*Work instructions:*
Copy each of the records below word for word.

[BEGIN Material for the task]

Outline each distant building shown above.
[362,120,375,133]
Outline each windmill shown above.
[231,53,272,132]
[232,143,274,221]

[END Material for the task]

*Result below:*
Outline each distant building shown above.
[362,120,375,133]
Outline each windmill shown above.
[231,53,272,132]
[232,143,274,221]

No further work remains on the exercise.